■ Task input:
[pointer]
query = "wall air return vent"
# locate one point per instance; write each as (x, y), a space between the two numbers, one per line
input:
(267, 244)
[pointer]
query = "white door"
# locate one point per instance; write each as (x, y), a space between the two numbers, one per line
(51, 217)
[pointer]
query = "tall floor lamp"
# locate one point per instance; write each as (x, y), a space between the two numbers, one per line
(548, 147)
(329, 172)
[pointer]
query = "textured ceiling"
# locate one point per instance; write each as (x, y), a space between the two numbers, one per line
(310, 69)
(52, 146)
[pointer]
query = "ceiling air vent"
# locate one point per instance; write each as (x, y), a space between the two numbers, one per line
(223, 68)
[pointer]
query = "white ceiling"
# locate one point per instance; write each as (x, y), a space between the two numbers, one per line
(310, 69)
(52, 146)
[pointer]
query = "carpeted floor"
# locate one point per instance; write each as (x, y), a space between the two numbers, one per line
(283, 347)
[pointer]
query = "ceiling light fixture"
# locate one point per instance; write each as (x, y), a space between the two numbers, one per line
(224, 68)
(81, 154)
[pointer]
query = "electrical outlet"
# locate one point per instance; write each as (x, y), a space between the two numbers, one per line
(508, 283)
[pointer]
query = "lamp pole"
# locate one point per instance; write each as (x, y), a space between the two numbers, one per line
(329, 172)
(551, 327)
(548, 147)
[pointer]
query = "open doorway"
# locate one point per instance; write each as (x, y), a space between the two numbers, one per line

■ What is asked:
Render all of the records above as a single numbered list, omitting any blank lines.

■ Exercise answer:
1. [pointer]
2. query = "wall air return vent"
3. # locate one point per instance; write each as (x, y), a space between the two numbers, one per line
4. input:
5. (267, 244)
6. [pointer]
7. query = "white door"
8. # locate one point per instance; write each as (x, y), a space between the two numbers, one per line
9. (51, 217)
10. [pointer]
11. query = "tall floor lamp"
12. # locate one point per instance; write each as (x, y), a space between the two numbers, one per line
13. (548, 147)
14. (329, 172)
15. [pointer]
16. query = "textured ceiling"
17. # locate one point per instance; write each as (x, y), a space between the two numbers, one per line
18. (310, 69)
19. (52, 146)
20. [pointer]
21. query = "ceiling air vent"
22. # locate one point per instance; write each as (x, y), a space between the two numbers, one per line
23. (223, 68)
24. [pointer]
25. query = "white ceiling"
26. # locate one point per instance; write each as (x, y), a space between the two numbers, one per line
27. (310, 69)
28. (52, 146)
29. [pointer]
30. query = "carpeted floor"
31. # locate one point per instance; write each as (x, y), a space between the two numbers, one per line
32. (283, 347)
33. [pointer]
34. query = "ceiling light fixture"
35. # locate one point per instance; write each as (x, y), a space between the two numbers, one per line
36. (224, 68)
37. (81, 154)
38. [pointer]
39. query = "electrical outlet"
40. # locate one point per instance; write each as (x, y), a space between the two numbers, one per line
41. (508, 283)
42. [pointer]
43. query = "lamp pole"
44. # locate one point per instance; write each as (x, y), a space between the two numbers, one per line
45. (329, 172)
46. (551, 327)
47. (548, 147)
48. [pointer]
49. query = "open doorway"
50. # locate one point per instance; write each as (x, y), a space between the two numbers, one per line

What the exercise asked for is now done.